- Page text:

<<<<

# Old Japanese built Fenders



## Gplayer (Jan 23, 2007)

Hi to everyone,
I'm wondering if anyone has an idea on how to trace the old Japanese built Fenders by serial # ??? I've tried to locate through Fender sight but I'm not having much luck, any thoughts or success out there ? Any help would be greatly appreciated.
Gplayer:food-smiley-004:


----------



## PaulS (Feb 27, 2006)

Have you tried this site..

http://www.fender.com/support/dating/japanese_dating.php


----------



## Gplayer (Jan 23, 2007)

*Old Fenders*

Hi PaulS,
many thanks for the advice, I'll try and see what I can find out. 
If I have any luck I'll be sure to post back that it was successful.
Gplayer:food-smiley-004:


----------



## sneakypete (Feb 2, 2006)

are there any old Fender Japan acoustics?


----------



## SCREEM (Feb 2, 2006)

sneakypete said:


> are there any old Fender Japan acoustics?


lol, i guess you would be the dude to know...i had the same thought


----------



## sneakypete (Feb 2, 2006)

`cause I have several books on vintage Japanese guitars but Fender is not mentioned ... we could talk about old Yamaha acoustics?


----------



## PaulS (Feb 27, 2006)

Sounds like we need a pic here...


----------



## rippinglickfest (Jan 1, 2006)

*Fender Japan*



Gplayer said:


> Hi to everyone,
> I'm wondering if anyone has an idea on how to trace the old Japanese built Fenders by serial # ??? I've tried to locate through Fender sight but I'm not having much luck, any thoughts or success out there ? Any help would be greatly appreciated.

>>>>

- Records shown:

<<<<

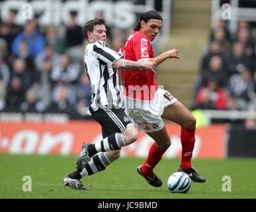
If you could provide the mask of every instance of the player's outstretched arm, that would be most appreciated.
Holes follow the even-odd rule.
[[[161,54],[158,55],[158,56],[154,58],[150,58],[150,60],[156,62],[156,64],[158,65],[168,58],[180,59],[179,50],[175,48],[172,49],[170,50],[162,53]]]
[[[140,69],[142,71],[151,70],[156,73],[156,63],[154,61],[145,60],[140,62],[129,60],[119,59],[116,60],[112,66],[118,70],[132,70]]]

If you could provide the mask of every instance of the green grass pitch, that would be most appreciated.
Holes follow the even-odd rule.
[[[184,199],[256,198],[255,159],[193,160],[193,166],[206,182],[192,182],[188,193],[171,193],[167,188],[169,176],[177,171],[179,159],[163,159],[155,169],[163,186],[155,188],[136,172],[144,158],[122,158],[106,170],[82,178],[89,190],[63,186],[63,176],[74,170],[76,156],[11,155],[0,154],[0,199]],[[32,191],[23,191],[25,176],[32,179]],[[231,179],[231,191],[223,191],[222,178]]]

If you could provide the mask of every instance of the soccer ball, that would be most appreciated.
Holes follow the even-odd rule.
[[[169,177],[167,186],[172,193],[187,193],[191,186],[191,180],[183,172],[175,172]]]

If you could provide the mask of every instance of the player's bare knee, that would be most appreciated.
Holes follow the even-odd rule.
[[[113,159],[114,160],[118,159],[120,158],[120,152],[121,152],[120,150],[113,151],[112,154]]]
[[[110,152],[106,152],[106,156],[110,162],[113,162],[120,158],[121,151],[120,150],[114,150]]]
[[[195,127],[196,119],[192,115],[189,119],[186,121],[184,126],[183,127],[186,129],[194,129]]]
[[[131,132],[131,134],[129,134],[129,140],[130,140],[130,143],[133,143],[134,142],[136,141],[139,135],[137,131],[132,131]]]

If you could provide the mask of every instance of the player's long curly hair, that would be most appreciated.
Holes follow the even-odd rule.
[[[149,11],[140,15],[140,20],[135,24],[134,27],[134,31],[138,31],[141,27],[141,22],[144,21],[145,23],[148,22],[150,19],[162,20],[162,16],[156,11]]]

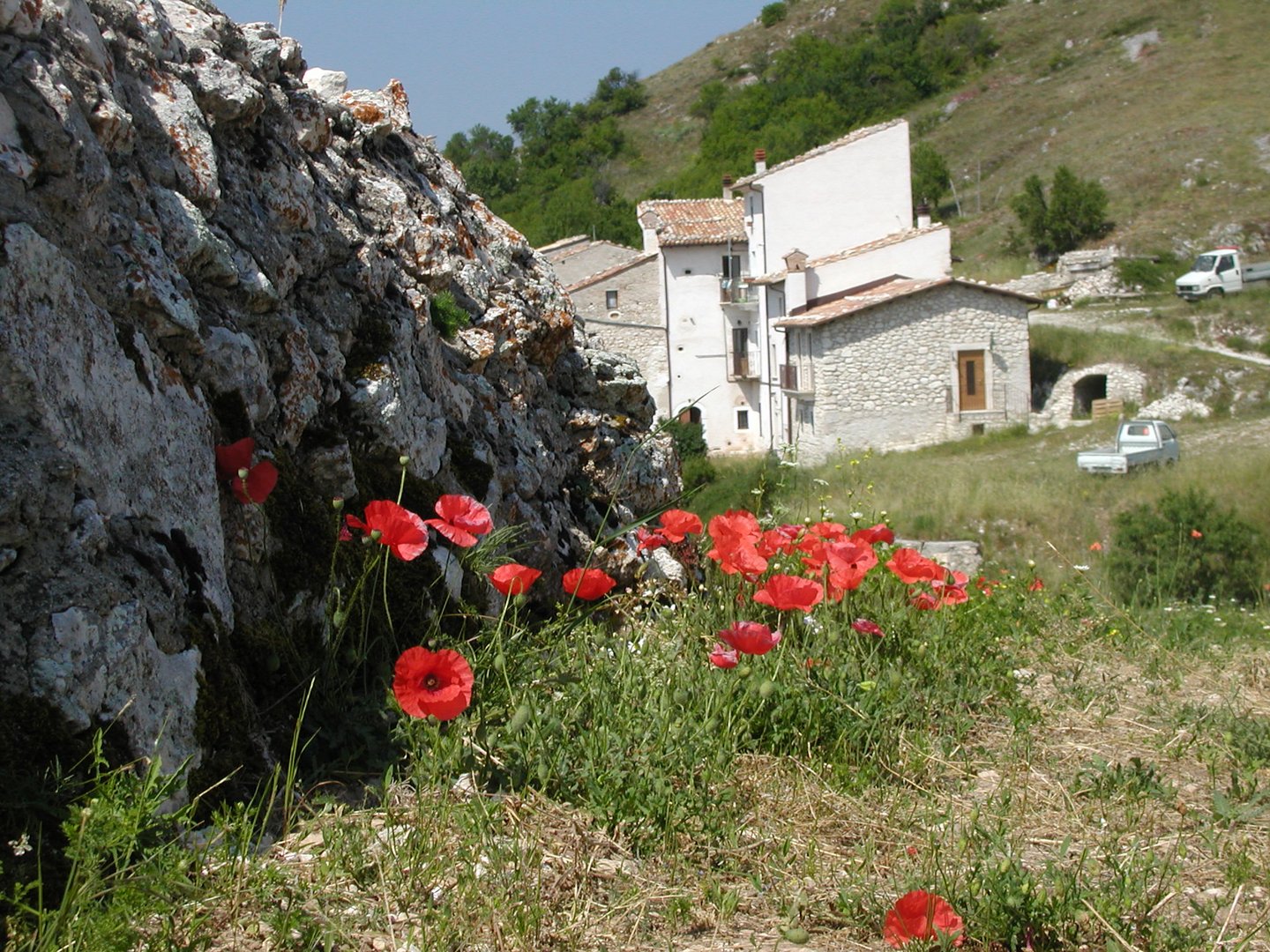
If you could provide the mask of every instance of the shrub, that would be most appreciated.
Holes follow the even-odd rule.
[[[431,311],[432,326],[446,340],[453,340],[455,334],[472,322],[471,315],[455,301],[455,296],[448,291],[441,291],[432,298]]]
[[[1260,538],[1194,486],[1115,517],[1107,576],[1124,602],[1257,597]]]
[[[1173,279],[1181,274],[1182,268],[1176,255],[1161,254],[1151,258],[1120,258],[1115,263],[1115,270],[1125,287],[1172,291]]]
[[[1106,189],[1092,179],[1076,178],[1066,165],[1054,170],[1048,195],[1040,176],[1029,175],[1010,207],[1041,259],[1072,251],[1111,230]]]
[[[789,6],[784,3],[767,4],[759,14],[758,22],[765,27],[775,27],[789,15]]]

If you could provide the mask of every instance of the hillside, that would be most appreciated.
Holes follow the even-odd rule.
[[[799,0],[782,23],[751,23],[649,76],[648,105],[622,118],[640,157],[612,170],[618,189],[636,199],[688,162],[702,127],[688,109],[702,84],[754,81],[796,33],[846,32],[878,8]],[[940,212],[969,273],[996,277],[1010,197],[1059,164],[1104,184],[1116,222],[1106,240],[1129,251],[1215,240],[1256,249],[1270,235],[1270,121],[1255,95],[1270,86],[1270,27],[1246,5],[1048,0],[984,17],[1001,44],[991,65],[908,113],[914,141],[930,141],[954,171],[960,213],[956,201]]]

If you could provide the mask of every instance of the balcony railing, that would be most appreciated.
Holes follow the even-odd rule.
[[[742,274],[739,278],[720,278],[719,303],[757,306],[758,294],[754,291],[754,286],[749,283],[749,277]]]
[[[781,364],[781,390],[790,393],[810,393],[813,391],[812,368],[806,373],[799,374],[796,363]]]

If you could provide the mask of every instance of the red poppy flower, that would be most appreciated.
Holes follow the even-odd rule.
[[[851,533],[852,542],[867,542],[870,546],[876,546],[879,542],[889,546],[895,541],[895,533],[890,531],[886,523],[880,522],[876,526],[870,526],[867,529],[856,529]]]
[[[425,519],[428,526],[461,548],[471,548],[478,536],[494,528],[489,509],[471,496],[442,496],[437,500],[436,513],[441,518]]]
[[[952,944],[960,946],[965,942],[965,923],[942,896],[913,890],[897,899],[886,913],[881,937],[892,948],[913,939],[939,942],[941,938],[952,938]]]
[[[523,595],[541,574],[537,569],[531,569],[527,565],[508,562],[491,571],[489,581],[504,595]]]
[[[411,717],[448,721],[472,702],[472,669],[457,651],[408,647],[392,669],[392,693]]]
[[[773,575],[754,593],[754,600],[777,612],[809,612],[824,598],[820,583],[798,575]]]
[[[660,548],[667,543],[665,536],[660,532],[649,532],[643,526],[635,529],[635,551],[636,552],[652,552],[654,548]]]
[[[914,581],[940,581],[946,574],[944,566],[932,562],[916,548],[897,548],[886,567],[906,585]]]
[[[730,628],[719,632],[719,637],[742,654],[766,655],[780,642],[781,633],[758,622],[733,622]]]
[[[249,468],[245,480],[241,476],[235,476],[230,480],[230,489],[234,491],[234,498],[246,504],[263,503],[277,485],[278,467],[268,459],[262,459]]]
[[[216,447],[217,477],[229,480],[234,498],[246,505],[263,503],[278,485],[278,467],[268,459],[251,466],[253,453],[255,453],[255,440],[250,437],[225,447]],[[240,475],[244,472],[246,479]]]
[[[603,598],[617,584],[599,569],[570,569],[564,574],[561,581],[565,594],[580,598],[583,602]]]
[[[831,542],[824,547],[824,559],[829,564],[829,584],[845,592],[860,588],[869,570],[878,565],[878,553],[867,542]]]
[[[715,650],[710,652],[710,664],[715,668],[735,668],[739,660],[737,649],[723,644],[716,644]]]
[[[762,529],[753,513],[732,509],[710,520],[714,548],[706,555],[719,562],[728,575],[758,576],[767,571],[767,560],[758,553]]]
[[[387,546],[403,562],[418,559],[428,547],[428,527],[423,519],[391,499],[375,499],[366,504],[366,522],[345,515],[344,522],[370,534],[380,533],[380,545]]]
[[[216,447],[216,475],[222,480],[231,480],[237,476],[239,470],[251,467],[251,454],[255,452],[255,440],[244,437],[237,443],[225,447]]]
[[[660,536],[667,542],[683,542],[685,536],[701,532],[701,517],[683,509],[667,509],[662,513]]]
[[[879,638],[884,637],[886,632],[881,630],[878,622],[871,622],[867,618],[856,618],[851,622],[851,627],[859,631],[861,635],[876,635]]]

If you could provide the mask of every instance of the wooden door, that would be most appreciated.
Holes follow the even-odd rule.
[[[987,410],[988,393],[984,387],[983,352],[961,350],[956,355],[958,407],[966,410]]]

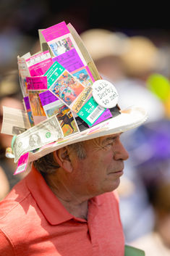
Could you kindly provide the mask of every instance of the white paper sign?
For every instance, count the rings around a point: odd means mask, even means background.
[[[98,80],[93,84],[93,96],[101,107],[111,108],[116,105],[119,95],[114,86],[106,80]]]

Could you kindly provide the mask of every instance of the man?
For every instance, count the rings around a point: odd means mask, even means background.
[[[98,80],[99,75],[95,78],[100,90],[111,86],[104,81],[101,86],[103,81]],[[18,165],[23,163],[22,159],[25,160],[28,153],[32,170],[0,203],[1,256],[124,256],[115,189],[128,153],[120,136],[143,123],[147,114],[135,107],[121,111],[112,100],[113,90],[106,94],[111,104],[103,110],[102,102],[93,99],[96,95],[92,93],[85,110],[80,109],[81,116],[91,125],[84,125],[83,119],[73,136],[64,136],[54,115],[12,140],[15,160]],[[80,103],[85,96],[82,94]],[[29,144],[33,134],[41,138],[35,149]],[[17,170],[25,165],[19,165]]]
[[[127,158],[117,133],[35,161],[1,202],[0,255],[124,255],[118,199],[111,191]]]

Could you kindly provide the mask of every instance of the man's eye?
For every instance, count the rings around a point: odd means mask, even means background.
[[[114,141],[113,141],[113,142],[110,142],[110,143],[107,144],[106,145],[105,145],[105,146],[103,146],[103,149],[109,149],[111,146],[112,146],[113,145],[114,145]]]

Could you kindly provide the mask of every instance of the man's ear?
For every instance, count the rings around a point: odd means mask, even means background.
[[[69,173],[72,171],[72,165],[66,146],[54,151],[53,155],[55,161],[57,162],[63,169]]]

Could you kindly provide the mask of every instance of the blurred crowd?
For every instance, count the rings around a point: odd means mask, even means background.
[[[0,128],[2,106],[23,110],[17,55],[40,50],[33,38],[22,37],[16,28],[4,24],[0,31]],[[10,45],[12,31],[18,41]],[[122,134],[129,153],[118,189],[126,243],[145,250],[146,256],[169,255],[170,44],[103,28],[85,30],[80,36],[101,77],[116,87],[120,108],[135,104],[148,113],[143,125]],[[27,174],[13,176],[17,164],[5,157],[11,141],[0,133],[0,200]]]

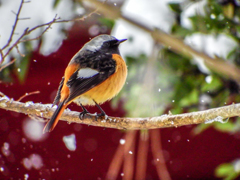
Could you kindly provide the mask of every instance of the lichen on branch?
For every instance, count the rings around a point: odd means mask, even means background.
[[[8,111],[24,113],[30,116],[38,116],[49,119],[54,113],[56,106],[51,104],[40,104],[33,102],[18,102],[7,96],[0,98],[0,108]],[[191,124],[224,122],[224,119],[238,116],[240,114],[240,103],[228,106],[212,108],[204,111],[184,113],[178,115],[164,114],[156,117],[97,117],[95,114],[86,114],[83,120],[79,119],[79,112],[66,109],[60,120],[69,123],[80,123],[92,126],[115,128],[115,129],[156,129],[167,127],[179,127]]]

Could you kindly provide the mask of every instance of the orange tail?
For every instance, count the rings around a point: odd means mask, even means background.
[[[43,129],[43,133],[51,132],[55,126],[57,125],[59,118],[61,117],[64,109],[67,107],[68,104],[64,104],[65,101],[60,102],[58,104],[57,109],[55,110],[54,114],[52,115],[52,118],[47,122]]]

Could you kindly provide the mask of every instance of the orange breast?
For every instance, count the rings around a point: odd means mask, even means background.
[[[101,84],[87,91],[79,98],[82,99],[83,105],[94,105],[94,99],[98,104],[104,103],[112,99],[122,89],[127,78],[127,66],[125,61],[118,54],[113,54],[113,59],[116,60],[116,71]]]
[[[67,69],[65,70],[63,87],[61,89],[61,99],[60,99],[61,102],[67,99],[69,96],[70,91],[69,91],[69,87],[67,86],[67,81],[72,76],[72,74],[77,70],[78,67],[79,66],[77,64],[69,64]]]

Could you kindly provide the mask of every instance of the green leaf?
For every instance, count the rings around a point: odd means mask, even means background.
[[[182,98],[179,102],[179,105],[181,107],[184,106],[189,106],[192,104],[197,104],[198,103],[198,97],[199,97],[199,92],[196,89],[193,89],[190,94]]]
[[[169,3],[168,6],[170,7],[170,9],[172,11],[174,11],[175,13],[180,14],[182,12],[182,9],[180,7],[180,4],[178,3]]]
[[[53,8],[56,8],[59,3],[60,3],[60,0],[54,0]]]
[[[219,77],[215,75],[208,76],[207,78],[211,78],[210,82],[207,83],[206,81],[203,82],[201,86],[201,91],[215,91],[222,87],[222,81],[219,79]]]
[[[233,172],[234,172],[234,167],[230,163],[220,164],[215,170],[215,174],[217,177],[225,177]]]
[[[224,178],[224,180],[234,180],[239,176],[239,173],[234,170],[233,164],[224,163],[215,169],[215,175]]]

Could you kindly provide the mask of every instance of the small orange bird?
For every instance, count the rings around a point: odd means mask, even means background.
[[[96,105],[112,99],[122,89],[127,66],[118,46],[127,39],[118,40],[110,35],[99,35],[86,43],[69,62],[53,104],[58,104],[43,132],[50,132],[57,125],[64,109],[73,101],[82,107],[79,118],[88,111],[85,105]]]

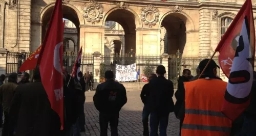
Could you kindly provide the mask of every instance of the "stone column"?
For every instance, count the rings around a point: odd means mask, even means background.
[[[168,59],[169,58],[169,55],[167,53],[163,53],[161,56],[162,58],[162,65],[165,67],[165,70],[166,71],[166,73],[164,74],[164,77],[168,79]]]
[[[99,51],[95,51],[93,56],[93,88],[96,89],[99,84],[99,76],[100,69],[100,56],[101,53]]]
[[[6,74],[6,58],[8,50],[6,48],[0,48],[0,74]]]
[[[160,29],[137,28],[136,31],[136,55],[160,55]]]

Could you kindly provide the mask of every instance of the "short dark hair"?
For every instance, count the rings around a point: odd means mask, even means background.
[[[152,78],[155,78],[155,77],[157,77],[157,75],[156,74],[154,74],[154,73],[152,73],[152,74],[150,74],[150,75],[151,75],[151,77]]]
[[[182,71],[182,74],[184,75],[184,74],[186,73],[186,72],[191,72],[191,71],[190,70],[189,70],[188,69],[185,69]]]
[[[165,73],[166,73],[166,71],[165,70],[165,67],[163,65],[159,65],[157,66],[156,73],[157,74],[160,75],[164,75]]]
[[[3,81],[4,81],[5,79],[5,75],[2,74],[0,75],[0,79],[1,79]]]
[[[105,78],[109,79],[114,78],[114,73],[111,70],[107,70],[105,72]]]

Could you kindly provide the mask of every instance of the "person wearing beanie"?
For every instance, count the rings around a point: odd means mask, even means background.
[[[9,110],[16,88],[18,86],[17,78],[17,73],[10,73],[8,75],[8,83],[0,86],[0,103],[2,104],[5,115],[2,130],[3,136],[9,135]]]
[[[158,135],[159,126],[160,135],[166,135],[169,114],[174,111],[174,84],[164,77],[166,73],[164,66],[158,66],[156,72],[158,77],[149,83],[150,135]]]

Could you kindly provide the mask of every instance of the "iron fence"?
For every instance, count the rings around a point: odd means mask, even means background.
[[[19,68],[24,62],[33,53],[33,51],[9,51],[6,57],[6,74],[12,72],[19,74]],[[67,68],[71,73],[72,67],[76,58],[77,53],[74,52],[64,52],[63,53],[63,66]],[[92,53],[82,53],[81,58],[81,71],[85,73],[87,71],[93,72],[93,57]],[[32,70],[25,71],[32,73]],[[30,74],[31,75],[31,74]]]
[[[179,50],[178,50],[176,55],[170,55],[168,59],[168,77],[173,83],[175,88],[178,86],[178,79],[180,76],[182,75],[182,71],[185,69],[191,71],[193,76],[197,75],[197,68],[200,62],[208,57],[186,57],[182,56]],[[219,65],[219,59],[218,57],[212,58],[217,65]],[[217,75],[220,76],[220,69],[217,69]]]
[[[113,71],[116,74],[116,65],[129,65],[134,63],[136,64],[136,71],[139,69],[140,74],[138,80],[132,82],[141,82],[142,75],[148,75],[150,73],[155,73],[157,66],[161,65],[161,56],[153,55],[131,55],[124,54],[105,54],[101,57],[100,68],[100,81],[103,80],[104,74],[106,70]]]

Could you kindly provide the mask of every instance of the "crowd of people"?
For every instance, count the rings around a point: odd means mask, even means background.
[[[239,118],[231,121],[221,113],[227,83],[217,75],[219,66],[211,60],[201,73],[209,61],[205,59],[200,62],[195,76],[190,70],[184,69],[178,78],[175,93],[173,82],[164,77],[163,66],[157,67],[156,74],[148,75],[148,83],[140,94],[144,105],[142,115],[143,136],[157,136],[158,131],[160,136],[166,136],[169,115],[172,112],[180,120],[179,135],[256,135],[256,72],[250,105]],[[38,68],[34,72],[33,83],[25,72],[18,83],[17,73],[9,74],[5,84],[5,75],[0,76],[0,114],[4,115],[3,123],[0,118],[3,136],[79,136],[80,131],[86,131],[84,93],[92,89],[92,73],[87,72],[83,76],[80,72],[78,80],[71,77],[63,67],[63,75],[62,130],[60,118],[51,108],[41,82]],[[99,112],[100,136],[108,135],[109,123],[111,135],[117,136],[119,112],[127,101],[126,90],[115,80],[113,71],[106,71],[105,78],[105,81],[97,86],[93,97],[95,107]]]
[[[2,136],[79,136],[85,131],[84,93],[93,89],[92,72],[84,76],[78,73],[78,81],[71,77],[63,67],[64,126],[60,130],[60,120],[51,107],[47,94],[41,82],[39,69],[35,70],[34,81],[29,80],[27,72],[21,75],[12,73],[0,76],[0,127]]]

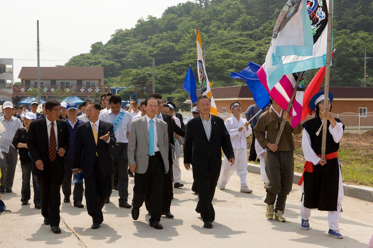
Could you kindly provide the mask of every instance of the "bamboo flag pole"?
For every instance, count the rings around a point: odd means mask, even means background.
[[[297,79],[297,83],[295,83],[295,86],[294,87],[293,94],[291,95],[290,101],[288,105],[288,108],[286,110],[286,112],[288,113],[290,111],[290,108],[293,105],[293,102],[294,102],[294,99],[295,98],[295,95],[297,94],[297,90],[298,89],[298,86],[299,85],[299,82],[303,77],[303,75],[304,75],[304,72],[305,71],[304,71],[300,73],[299,76],[298,76],[298,78]],[[285,119],[282,119],[282,122],[281,123],[281,126],[280,127],[280,130],[279,130],[279,133],[277,134],[277,137],[276,138],[276,142],[275,143],[276,146],[278,145],[279,142],[280,142],[280,138],[281,138],[281,136],[282,134],[282,131],[283,131],[283,128],[285,126],[285,123],[286,122],[286,121],[285,120]]]
[[[327,38],[326,47],[326,63],[325,68],[325,81],[324,89],[324,111],[329,111],[328,104],[329,95],[329,79],[330,75],[330,63],[332,54],[332,32],[333,28],[333,3],[332,0],[329,0],[328,4]],[[321,158],[325,159],[326,146],[326,129],[327,120],[323,119],[323,138],[321,143]]]

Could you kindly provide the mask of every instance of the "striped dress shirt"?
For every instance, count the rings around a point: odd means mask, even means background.
[[[210,140],[210,137],[211,136],[211,114],[210,114],[210,118],[208,121],[202,117],[201,118],[202,119],[202,124],[203,124],[203,128],[206,133],[206,136],[207,137],[207,140]]]
[[[132,118],[131,114],[126,111],[124,111],[125,114],[124,115],[124,120],[122,121],[120,124],[115,130],[114,134],[117,142],[121,143],[128,143],[128,140],[127,139],[127,132],[129,131],[129,128],[131,126],[131,122]],[[106,111],[100,115],[100,120],[103,121],[106,121],[112,123],[114,119],[117,116],[120,116],[120,113],[117,115],[115,114],[112,112],[111,109]]]
[[[2,116],[0,117],[0,121],[6,130],[3,133],[4,138],[0,141],[0,149],[2,152],[8,153],[9,152],[10,145],[14,147],[12,143],[16,132],[18,128],[22,128],[23,127],[19,119],[13,116],[9,121],[6,120],[4,116]]]

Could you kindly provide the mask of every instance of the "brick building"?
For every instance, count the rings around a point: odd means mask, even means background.
[[[334,97],[333,112],[352,112],[364,115],[368,111],[373,112],[373,87],[331,87],[329,90]],[[323,86],[320,90],[324,90]],[[255,103],[251,91],[246,85],[212,88],[211,90],[219,113],[230,113],[229,105],[236,101],[240,102],[244,110]],[[198,89],[197,95],[200,95],[201,91]],[[186,102],[190,104],[190,97],[188,96]]]

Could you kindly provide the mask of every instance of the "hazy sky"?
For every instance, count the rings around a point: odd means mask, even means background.
[[[186,1],[3,1],[0,58],[23,60],[14,60],[14,81],[17,82],[22,66],[37,66],[37,20],[39,20],[40,66],[54,66],[65,64],[74,55],[89,52],[91,45],[96,41],[106,43],[116,29],[134,27],[142,17],[160,18],[168,7]]]

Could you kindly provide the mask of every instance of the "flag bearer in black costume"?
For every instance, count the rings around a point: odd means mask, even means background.
[[[329,235],[337,238],[343,236],[339,232],[341,201],[343,198],[343,185],[338,151],[344,125],[330,112],[333,94],[329,92],[328,102],[324,102],[324,92],[316,94],[310,102],[311,109],[316,111],[315,118],[303,124],[302,148],[305,158],[303,175],[299,181],[303,192],[301,207],[301,227],[310,229],[308,218],[312,209],[329,211]],[[329,105],[329,111],[324,105]],[[322,120],[327,120],[325,160],[321,158]]]

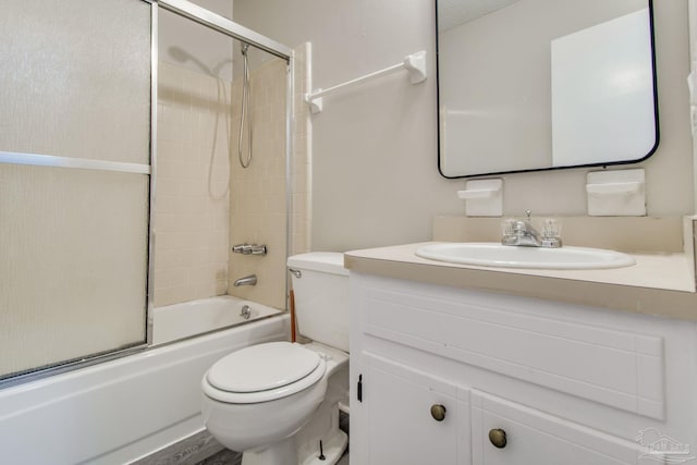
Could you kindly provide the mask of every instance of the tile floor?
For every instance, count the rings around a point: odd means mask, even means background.
[[[341,413],[339,426],[348,433],[348,415]],[[188,437],[131,465],[241,465],[242,454],[223,448],[208,431]],[[348,465],[348,451],[337,465]]]

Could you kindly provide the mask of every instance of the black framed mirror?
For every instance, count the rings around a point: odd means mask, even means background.
[[[443,176],[656,151],[651,0],[436,0],[436,11]]]

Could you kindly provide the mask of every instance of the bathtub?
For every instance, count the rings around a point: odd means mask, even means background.
[[[290,333],[285,313],[245,302],[257,319],[240,325],[222,314],[239,315],[242,301],[205,301],[156,309],[157,346],[0,390],[0,462],[121,465],[200,431],[205,371],[234,350]],[[222,301],[232,308],[221,310]],[[210,323],[203,330],[201,320]],[[193,333],[220,327],[231,328]]]
[[[247,307],[249,317],[241,313]],[[157,307],[152,311],[152,345],[164,344],[222,328],[279,315],[279,310],[232,295]]]

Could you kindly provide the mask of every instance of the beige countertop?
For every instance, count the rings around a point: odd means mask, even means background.
[[[697,320],[694,265],[686,254],[629,254],[635,266],[609,270],[534,270],[417,257],[425,244],[351,250],[344,265],[388,278]]]

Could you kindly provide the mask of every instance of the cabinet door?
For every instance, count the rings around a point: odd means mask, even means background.
[[[475,464],[620,465],[640,455],[637,443],[563,418],[475,390],[470,399]]]
[[[364,352],[362,465],[468,465],[468,391]],[[444,417],[439,417],[439,409]],[[435,412],[431,413],[431,407]],[[353,407],[352,407],[353,408]],[[441,411],[443,413],[443,411]]]

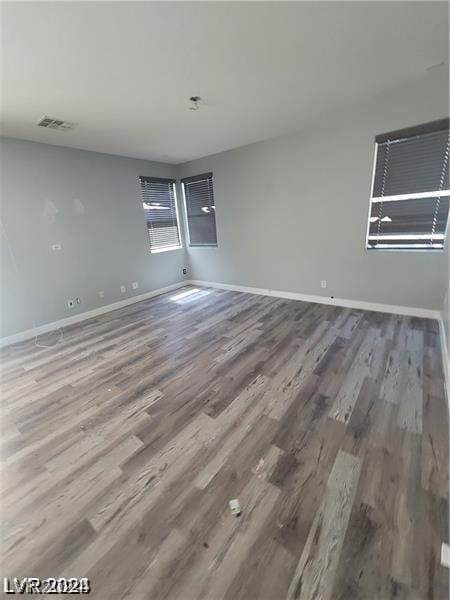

>>>>

- Problem: Reproduce, word for word, the part of the Japanese-built Fenders thread above that begins at the words "http://www.fender.com/support/dating/japanese_dating.php" and ends after the words "can find out.".

- Answer in full:
http://www.fender.com/support/dating/japanese_dating.php


----------



## Gplayer (Jan 23, 2007)

*Old Fenders*

Hi PaulS,
many thanks for the advice, I'll try and see what I can find out.